§ WRITTEN EXERCISE
Pull out every line of the material below that contains the string "table", treating uppercase and lowercase as distinct.
== EXTRACTED INFORMATION ==
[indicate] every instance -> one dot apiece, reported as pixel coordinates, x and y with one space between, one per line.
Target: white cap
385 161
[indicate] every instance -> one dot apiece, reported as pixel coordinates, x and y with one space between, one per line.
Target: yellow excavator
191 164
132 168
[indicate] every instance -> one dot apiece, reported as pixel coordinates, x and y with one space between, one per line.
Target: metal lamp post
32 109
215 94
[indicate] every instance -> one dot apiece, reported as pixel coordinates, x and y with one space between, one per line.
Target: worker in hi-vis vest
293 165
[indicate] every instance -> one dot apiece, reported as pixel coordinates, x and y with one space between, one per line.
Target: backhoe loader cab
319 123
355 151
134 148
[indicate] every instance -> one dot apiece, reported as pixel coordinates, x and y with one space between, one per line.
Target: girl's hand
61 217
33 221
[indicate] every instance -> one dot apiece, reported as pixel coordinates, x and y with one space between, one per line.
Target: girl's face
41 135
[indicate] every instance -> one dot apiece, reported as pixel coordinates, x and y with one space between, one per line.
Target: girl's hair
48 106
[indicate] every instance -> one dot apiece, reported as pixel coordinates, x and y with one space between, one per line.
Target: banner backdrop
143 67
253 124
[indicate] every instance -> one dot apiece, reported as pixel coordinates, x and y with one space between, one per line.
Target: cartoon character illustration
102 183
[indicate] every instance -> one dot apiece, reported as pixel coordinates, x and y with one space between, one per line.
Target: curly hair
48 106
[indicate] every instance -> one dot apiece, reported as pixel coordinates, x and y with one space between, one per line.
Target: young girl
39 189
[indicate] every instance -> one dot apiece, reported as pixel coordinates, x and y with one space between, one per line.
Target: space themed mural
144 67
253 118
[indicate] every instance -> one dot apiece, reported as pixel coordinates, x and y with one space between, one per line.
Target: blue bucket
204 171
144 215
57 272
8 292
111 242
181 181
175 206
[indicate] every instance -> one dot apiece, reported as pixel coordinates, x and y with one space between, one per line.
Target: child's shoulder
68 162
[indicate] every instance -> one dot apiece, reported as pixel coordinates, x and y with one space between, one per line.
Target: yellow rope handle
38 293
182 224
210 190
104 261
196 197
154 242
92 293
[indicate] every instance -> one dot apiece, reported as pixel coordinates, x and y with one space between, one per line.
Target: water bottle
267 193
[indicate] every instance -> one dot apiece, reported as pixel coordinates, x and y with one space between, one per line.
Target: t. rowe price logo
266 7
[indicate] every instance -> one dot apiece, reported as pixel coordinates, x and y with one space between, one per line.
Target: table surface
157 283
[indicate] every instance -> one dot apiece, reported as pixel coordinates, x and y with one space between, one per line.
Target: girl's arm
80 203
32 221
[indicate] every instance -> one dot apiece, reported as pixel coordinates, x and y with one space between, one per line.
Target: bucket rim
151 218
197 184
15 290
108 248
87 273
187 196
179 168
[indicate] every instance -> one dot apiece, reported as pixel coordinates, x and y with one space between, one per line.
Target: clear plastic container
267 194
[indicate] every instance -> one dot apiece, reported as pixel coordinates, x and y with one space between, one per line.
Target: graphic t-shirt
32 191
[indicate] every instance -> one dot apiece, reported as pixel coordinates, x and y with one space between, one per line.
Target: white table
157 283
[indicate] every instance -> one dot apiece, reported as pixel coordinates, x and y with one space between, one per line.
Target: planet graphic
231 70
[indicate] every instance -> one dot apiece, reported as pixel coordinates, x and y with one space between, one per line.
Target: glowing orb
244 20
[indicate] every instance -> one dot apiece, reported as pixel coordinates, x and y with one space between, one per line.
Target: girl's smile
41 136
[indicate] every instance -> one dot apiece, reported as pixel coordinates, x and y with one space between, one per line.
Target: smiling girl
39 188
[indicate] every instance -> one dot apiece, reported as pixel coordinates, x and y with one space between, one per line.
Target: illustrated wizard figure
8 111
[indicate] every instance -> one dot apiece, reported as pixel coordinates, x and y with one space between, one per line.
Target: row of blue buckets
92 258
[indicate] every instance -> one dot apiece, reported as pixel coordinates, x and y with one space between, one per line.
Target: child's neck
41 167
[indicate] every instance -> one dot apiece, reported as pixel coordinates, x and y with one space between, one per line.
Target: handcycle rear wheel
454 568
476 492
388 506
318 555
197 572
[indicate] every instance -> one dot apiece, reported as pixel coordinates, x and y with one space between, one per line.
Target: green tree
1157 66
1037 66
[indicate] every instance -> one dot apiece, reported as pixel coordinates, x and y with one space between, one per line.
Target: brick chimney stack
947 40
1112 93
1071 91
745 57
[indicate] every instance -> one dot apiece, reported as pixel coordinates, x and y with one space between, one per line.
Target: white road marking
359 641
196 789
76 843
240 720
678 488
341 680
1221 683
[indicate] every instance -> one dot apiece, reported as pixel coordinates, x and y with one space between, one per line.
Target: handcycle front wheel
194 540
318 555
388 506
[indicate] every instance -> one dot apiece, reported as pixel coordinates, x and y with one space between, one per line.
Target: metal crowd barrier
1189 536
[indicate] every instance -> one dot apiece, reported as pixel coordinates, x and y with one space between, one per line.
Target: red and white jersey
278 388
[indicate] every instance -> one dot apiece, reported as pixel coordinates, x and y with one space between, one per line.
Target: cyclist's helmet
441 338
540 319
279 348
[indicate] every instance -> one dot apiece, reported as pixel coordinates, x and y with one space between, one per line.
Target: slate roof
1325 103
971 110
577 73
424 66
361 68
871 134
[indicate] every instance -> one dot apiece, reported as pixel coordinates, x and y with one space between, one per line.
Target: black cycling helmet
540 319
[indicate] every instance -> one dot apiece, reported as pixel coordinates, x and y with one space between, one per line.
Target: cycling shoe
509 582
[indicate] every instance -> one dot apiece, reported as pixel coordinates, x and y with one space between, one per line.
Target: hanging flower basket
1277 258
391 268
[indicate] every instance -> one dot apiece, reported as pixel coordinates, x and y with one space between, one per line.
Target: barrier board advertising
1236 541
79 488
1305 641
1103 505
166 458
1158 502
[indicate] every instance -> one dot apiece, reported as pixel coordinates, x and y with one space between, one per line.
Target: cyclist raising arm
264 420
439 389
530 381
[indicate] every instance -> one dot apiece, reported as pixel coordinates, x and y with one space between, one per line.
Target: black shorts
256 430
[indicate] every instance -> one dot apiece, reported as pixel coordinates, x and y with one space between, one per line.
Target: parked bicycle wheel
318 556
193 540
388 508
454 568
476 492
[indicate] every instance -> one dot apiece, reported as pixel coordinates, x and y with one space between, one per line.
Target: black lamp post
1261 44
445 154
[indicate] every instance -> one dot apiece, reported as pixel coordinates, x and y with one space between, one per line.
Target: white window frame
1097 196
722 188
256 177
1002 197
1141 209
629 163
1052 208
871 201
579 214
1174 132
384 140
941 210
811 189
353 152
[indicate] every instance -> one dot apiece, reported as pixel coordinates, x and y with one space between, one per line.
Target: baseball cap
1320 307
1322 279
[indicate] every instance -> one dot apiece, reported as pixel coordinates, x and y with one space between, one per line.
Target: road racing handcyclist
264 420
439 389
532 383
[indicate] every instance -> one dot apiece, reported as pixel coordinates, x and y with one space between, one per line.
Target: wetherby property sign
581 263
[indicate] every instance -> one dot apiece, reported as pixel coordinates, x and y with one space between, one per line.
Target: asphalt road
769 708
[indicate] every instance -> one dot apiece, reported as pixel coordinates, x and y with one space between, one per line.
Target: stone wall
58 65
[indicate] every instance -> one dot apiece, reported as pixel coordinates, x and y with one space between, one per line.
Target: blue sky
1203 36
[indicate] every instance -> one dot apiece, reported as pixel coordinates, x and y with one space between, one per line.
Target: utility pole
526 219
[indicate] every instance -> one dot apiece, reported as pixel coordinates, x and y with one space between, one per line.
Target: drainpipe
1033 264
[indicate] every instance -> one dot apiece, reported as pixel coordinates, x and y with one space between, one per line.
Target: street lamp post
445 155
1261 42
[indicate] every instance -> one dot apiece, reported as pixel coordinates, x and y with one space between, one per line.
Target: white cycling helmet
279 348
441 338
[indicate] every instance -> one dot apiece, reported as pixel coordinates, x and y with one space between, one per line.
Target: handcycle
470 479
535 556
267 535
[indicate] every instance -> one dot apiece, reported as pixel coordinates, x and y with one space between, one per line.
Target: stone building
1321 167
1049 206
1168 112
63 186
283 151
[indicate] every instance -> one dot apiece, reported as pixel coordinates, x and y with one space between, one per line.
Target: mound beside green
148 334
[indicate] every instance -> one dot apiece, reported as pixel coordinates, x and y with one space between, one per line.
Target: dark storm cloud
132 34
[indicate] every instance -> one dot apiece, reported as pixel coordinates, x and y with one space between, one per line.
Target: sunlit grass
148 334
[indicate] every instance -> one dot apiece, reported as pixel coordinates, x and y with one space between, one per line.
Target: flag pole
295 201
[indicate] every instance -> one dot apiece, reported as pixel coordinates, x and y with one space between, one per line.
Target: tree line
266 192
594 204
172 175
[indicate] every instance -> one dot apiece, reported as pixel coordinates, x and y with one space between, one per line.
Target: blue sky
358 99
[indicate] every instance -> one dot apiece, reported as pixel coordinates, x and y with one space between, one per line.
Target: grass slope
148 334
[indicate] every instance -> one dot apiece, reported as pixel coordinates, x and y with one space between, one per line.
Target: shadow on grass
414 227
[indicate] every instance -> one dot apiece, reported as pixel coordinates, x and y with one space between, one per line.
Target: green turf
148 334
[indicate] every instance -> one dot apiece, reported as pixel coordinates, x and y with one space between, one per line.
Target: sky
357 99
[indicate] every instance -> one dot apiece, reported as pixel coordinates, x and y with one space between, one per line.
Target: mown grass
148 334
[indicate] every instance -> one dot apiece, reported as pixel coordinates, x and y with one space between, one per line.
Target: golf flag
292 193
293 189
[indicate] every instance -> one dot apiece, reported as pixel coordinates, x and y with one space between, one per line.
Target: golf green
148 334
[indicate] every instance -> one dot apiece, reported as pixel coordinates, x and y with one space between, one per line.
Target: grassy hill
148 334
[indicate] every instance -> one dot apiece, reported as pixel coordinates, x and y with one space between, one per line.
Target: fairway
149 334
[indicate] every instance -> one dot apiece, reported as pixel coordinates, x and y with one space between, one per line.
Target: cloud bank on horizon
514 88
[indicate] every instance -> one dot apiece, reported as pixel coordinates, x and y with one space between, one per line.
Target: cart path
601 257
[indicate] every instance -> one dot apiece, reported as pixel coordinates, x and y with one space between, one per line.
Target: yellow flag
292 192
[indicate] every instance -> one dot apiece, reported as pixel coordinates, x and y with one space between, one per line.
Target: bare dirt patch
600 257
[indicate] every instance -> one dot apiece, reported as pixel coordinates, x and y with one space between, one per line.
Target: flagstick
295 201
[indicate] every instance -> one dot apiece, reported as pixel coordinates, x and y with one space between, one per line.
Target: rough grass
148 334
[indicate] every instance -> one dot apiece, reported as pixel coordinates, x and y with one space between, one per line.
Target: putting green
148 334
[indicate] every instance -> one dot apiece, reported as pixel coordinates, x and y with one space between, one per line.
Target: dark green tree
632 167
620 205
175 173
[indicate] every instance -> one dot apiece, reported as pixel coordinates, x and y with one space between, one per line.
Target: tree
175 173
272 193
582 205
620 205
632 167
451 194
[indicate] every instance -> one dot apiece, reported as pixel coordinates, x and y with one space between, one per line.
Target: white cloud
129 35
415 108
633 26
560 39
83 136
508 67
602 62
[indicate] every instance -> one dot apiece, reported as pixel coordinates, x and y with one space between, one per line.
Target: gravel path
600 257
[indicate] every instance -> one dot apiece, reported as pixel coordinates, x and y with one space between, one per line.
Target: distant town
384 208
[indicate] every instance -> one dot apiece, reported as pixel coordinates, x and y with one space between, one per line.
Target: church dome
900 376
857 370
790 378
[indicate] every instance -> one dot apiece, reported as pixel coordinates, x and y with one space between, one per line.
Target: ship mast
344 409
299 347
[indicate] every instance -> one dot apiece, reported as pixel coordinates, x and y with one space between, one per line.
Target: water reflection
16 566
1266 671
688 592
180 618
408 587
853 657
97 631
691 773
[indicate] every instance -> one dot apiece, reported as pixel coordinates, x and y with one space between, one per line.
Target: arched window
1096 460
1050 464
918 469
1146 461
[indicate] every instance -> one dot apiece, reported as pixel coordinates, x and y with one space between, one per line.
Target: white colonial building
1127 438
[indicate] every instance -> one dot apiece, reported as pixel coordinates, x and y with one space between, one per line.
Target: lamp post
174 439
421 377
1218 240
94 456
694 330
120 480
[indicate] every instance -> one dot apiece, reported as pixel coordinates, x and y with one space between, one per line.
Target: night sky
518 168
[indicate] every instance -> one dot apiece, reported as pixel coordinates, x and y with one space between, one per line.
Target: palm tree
===
§ REPLY TO THE EXERCISE
Target: table surface
Target: white table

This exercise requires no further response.